● **Stated exercise**:
Rewrite the listing below so that every "Pointer output" reads "Marked points", keeping everything else the same.

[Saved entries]
BEGIN

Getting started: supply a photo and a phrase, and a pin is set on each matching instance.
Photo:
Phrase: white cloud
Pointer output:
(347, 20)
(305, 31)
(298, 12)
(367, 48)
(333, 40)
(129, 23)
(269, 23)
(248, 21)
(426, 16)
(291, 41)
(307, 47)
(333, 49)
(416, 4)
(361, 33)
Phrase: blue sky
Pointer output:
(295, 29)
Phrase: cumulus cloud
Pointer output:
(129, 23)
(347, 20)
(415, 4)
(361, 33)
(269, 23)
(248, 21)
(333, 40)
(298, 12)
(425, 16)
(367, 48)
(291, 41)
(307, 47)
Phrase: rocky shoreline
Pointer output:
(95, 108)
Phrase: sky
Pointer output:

END

● **Task solution**:
Getting started: supply a photo and a phrase, and a pin is set on each matching instance.
Photo:
Phrase: white cloud
Marked points:
(347, 20)
(305, 31)
(298, 12)
(367, 48)
(333, 40)
(129, 23)
(269, 23)
(248, 21)
(426, 16)
(291, 41)
(307, 47)
(333, 49)
(416, 4)
(361, 33)
Phrase: blue sky
Marked points:
(295, 29)
Phrase: cumulus cloud
Marked points:
(129, 23)
(347, 20)
(415, 4)
(361, 33)
(269, 23)
(248, 21)
(333, 40)
(298, 12)
(425, 16)
(367, 48)
(291, 41)
(307, 47)
Phrase: rocky shoreline
Marked points:
(95, 108)
Phrase: sky
Marked points:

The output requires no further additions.